▸ Excerpt
━━━━━━━━━━
Rossville Union Rye Barrel Select Review – Rural Inn

One of the quieter releases coming out this year from a major distiller, MGP’s Rossville Union Rye had invited liquor store owners in the states where their products were sold to come to Lawrenceburg, IN to select their own private bottling.  

Rural Inn was the first store in Indiana and 3rd store overall to participate in this program.  I was one of the people who got to go on this pick and the trip to MGP was magical to me.  Others that have posted online about their experience described it as “an old factory” but that’s shortchanging the allure and history of the place.

The pick we were invited to do involved a bottling of Rossville Union Rye that would slot between their 94 proof Master Crafted Rye and their 112.6 Barrel Proof Rye.  This new one would have a silver label and be bottled at 100 proof.  During the tasting, we were given two glasses that contained the 94 proof and 112.6 proof rye in it so that we experience the profile of these products were first.  Then we were given three glasses that contained the three different rye mashbills that MGP produces (a 95/5 rye/malt, a 51/49 rye/malt and a 51/45/4 rye/corn/malt).  

Finally, we were given three glasses that had a special coded number and were told to pick our favorite from them.  When we picked our number, we were informed that the three glasses were blended from those three different mashbills to create a particular, unique profile.  One was sweet, one was savory and one was spicy.  We had picked the sweet profile in the end, which amazed me because it tasted like the spicy 95/5 recipe the most. 

It took 6 months for the Rural Inn to get their pick in.  Priced at $53 for a 100 proof, NAS bottle, would this Rossville Union product deliver?  Let’s dive in.  This was sampled neat and in a glencairn.
━━━━━━━━━━
▸ Exercise goal
Copy out the Rossville Union rye review above word for word, from its title through the final sentence.
━━━━━━━━━━
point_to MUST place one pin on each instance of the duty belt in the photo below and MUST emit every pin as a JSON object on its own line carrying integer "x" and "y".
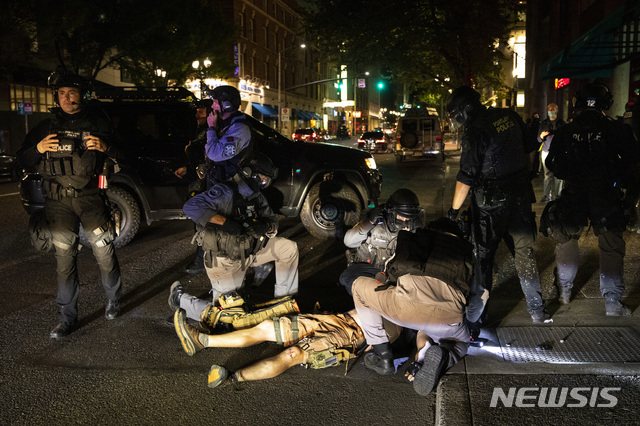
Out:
{"x": 56, "y": 191}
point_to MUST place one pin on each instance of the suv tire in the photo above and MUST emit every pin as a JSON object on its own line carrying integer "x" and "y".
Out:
{"x": 329, "y": 208}
{"x": 409, "y": 140}
{"x": 126, "y": 210}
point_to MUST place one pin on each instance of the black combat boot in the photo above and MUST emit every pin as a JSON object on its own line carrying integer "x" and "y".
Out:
{"x": 380, "y": 360}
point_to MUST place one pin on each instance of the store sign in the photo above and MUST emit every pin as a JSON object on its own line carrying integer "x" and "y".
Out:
{"x": 562, "y": 82}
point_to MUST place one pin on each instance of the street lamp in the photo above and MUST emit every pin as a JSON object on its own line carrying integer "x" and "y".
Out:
{"x": 196, "y": 66}
{"x": 280, "y": 52}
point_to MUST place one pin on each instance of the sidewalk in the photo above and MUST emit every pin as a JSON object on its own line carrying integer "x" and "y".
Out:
{"x": 523, "y": 371}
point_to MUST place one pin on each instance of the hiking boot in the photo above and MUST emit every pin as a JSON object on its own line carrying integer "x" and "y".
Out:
{"x": 433, "y": 367}
{"x": 541, "y": 317}
{"x": 615, "y": 308}
{"x": 63, "y": 329}
{"x": 218, "y": 375}
{"x": 380, "y": 360}
{"x": 112, "y": 310}
{"x": 175, "y": 293}
{"x": 189, "y": 335}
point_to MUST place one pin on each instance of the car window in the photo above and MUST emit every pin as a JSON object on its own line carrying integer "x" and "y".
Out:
{"x": 428, "y": 124}
{"x": 409, "y": 125}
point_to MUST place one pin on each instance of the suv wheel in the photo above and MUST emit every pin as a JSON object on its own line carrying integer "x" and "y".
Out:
{"x": 125, "y": 211}
{"x": 329, "y": 208}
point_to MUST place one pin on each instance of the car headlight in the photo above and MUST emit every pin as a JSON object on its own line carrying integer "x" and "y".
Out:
{"x": 371, "y": 163}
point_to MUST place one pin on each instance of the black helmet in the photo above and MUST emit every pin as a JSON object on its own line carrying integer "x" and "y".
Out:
{"x": 403, "y": 210}
{"x": 462, "y": 103}
{"x": 228, "y": 97}
{"x": 594, "y": 95}
{"x": 59, "y": 79}
{"x": 256, "y": 164}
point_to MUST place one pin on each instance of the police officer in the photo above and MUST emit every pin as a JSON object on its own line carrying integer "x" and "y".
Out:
{"x": 228, "y": 136}
{"x": 597, "y": 157}
{"x": 238, "y": 230}
{"x": 374, "y": 237}
{"x": 431, "y": 272}
{"x": 69, "y": 149}
{"x": 195, "y": 158}
{"x": 497, "y": 156}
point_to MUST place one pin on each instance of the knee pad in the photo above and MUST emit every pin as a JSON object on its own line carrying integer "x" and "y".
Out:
{"x": 102, "y": 235}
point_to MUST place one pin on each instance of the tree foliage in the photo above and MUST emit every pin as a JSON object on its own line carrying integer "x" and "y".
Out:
{"x": 137, "y": 35}
{"x": 418, "y": 40}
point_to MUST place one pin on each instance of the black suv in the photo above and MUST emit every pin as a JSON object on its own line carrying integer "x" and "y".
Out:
{"x": 327, "y": 185}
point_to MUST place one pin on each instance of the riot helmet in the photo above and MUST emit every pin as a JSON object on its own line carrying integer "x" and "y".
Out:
{"x": 228, "y": 97}
{"x": 594, "y": 95}
{"x": 59, "y": 79}
{"x": 402, "y": 210}
{"x": 258, "y": 170}
{"x": 462, "y": 104}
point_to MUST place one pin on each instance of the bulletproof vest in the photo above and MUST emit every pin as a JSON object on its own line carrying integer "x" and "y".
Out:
{"x": 500, "y": 132}
{"x": 234, "y": 247}
{"x": 378, "y": 248}
{"x": 72, "y": 165}
{"x": 591, "y": 158}
{"x": 435, "y": 254}
{"x": 221, "y": 171}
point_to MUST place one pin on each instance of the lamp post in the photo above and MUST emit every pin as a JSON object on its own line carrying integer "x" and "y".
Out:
{"x": 201, "y": 69}
{"x": 355, "y": 100}
{"x": 280, "y": 52}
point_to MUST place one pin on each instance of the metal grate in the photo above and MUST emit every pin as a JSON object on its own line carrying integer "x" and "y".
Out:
{"x": 569, "y": 345}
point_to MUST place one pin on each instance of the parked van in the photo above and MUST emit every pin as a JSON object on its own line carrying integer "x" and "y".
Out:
{"x": 419, "y": 135}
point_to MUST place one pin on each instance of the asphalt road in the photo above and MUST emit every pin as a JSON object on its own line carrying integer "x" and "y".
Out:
{"x": 132, "y": 370}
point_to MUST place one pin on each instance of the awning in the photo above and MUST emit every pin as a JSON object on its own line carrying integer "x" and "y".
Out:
{"x": 609, "y": 43}
{"x": 302, "y": 114}
{"x": 266, "y": 110}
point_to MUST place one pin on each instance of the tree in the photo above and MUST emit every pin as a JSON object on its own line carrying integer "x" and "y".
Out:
━━━━━━━━━━
▸ Answer
Rossville Union Rye Barrel Select Review – Rural Inn

One of the quieter releases coming out this year from a major distiller, MGP’s Rossville Union Rye had invited liquor store owners in the states where their products were sold to come to Lawrenceburg, IN to select their own private bottling.  

Rural Inn was the first store in Indiana and 3rd store overall to participate in this program.  I was one of the people who got to go on this pick and the trip to MGP was magical to me.  Others that have posted online about their experience described it as “an old factory” but that’s shortchanging the allure and history of the place.

The pick we were invited to do involved a bottling of Rossville Union Rye that would slot between their 94 proof Master Crafted Rye and their 112.6 Barrel Proof Rye.  This new one would have a silver label and be bottled at 100 proof.  During the tasting, we were given two glasses that contained the 94 proof and 112.6 proof rye in it so that we experience the profile of these products were first.  Then we were given three glasses that contained the three different rye mashbills that MGP produces (a 95/5 rye/malt, a 51/49 rye/malt and a 51/45/4 rye/corn/malt).  

Finally, we were given three glasses that had a special coded number and were told to pick our favorite from them.  When we picked our number, we were informed that the three glasses were blended from those three different mashbills to create a particular, unique profile.  One was sweet, one was savory and one was spicy.  We had picked the sweet profile in the end, which amazed me because it tasted like the spicy 95/5 recipe the most. 

It took 6 months for the Rural Inn to get their pick in.  Priced at $53 for a 100 proof, NAS bottle, would this Rossville Union product deliver?  Let’s dive in.  This was sampled neat and in a glencairn.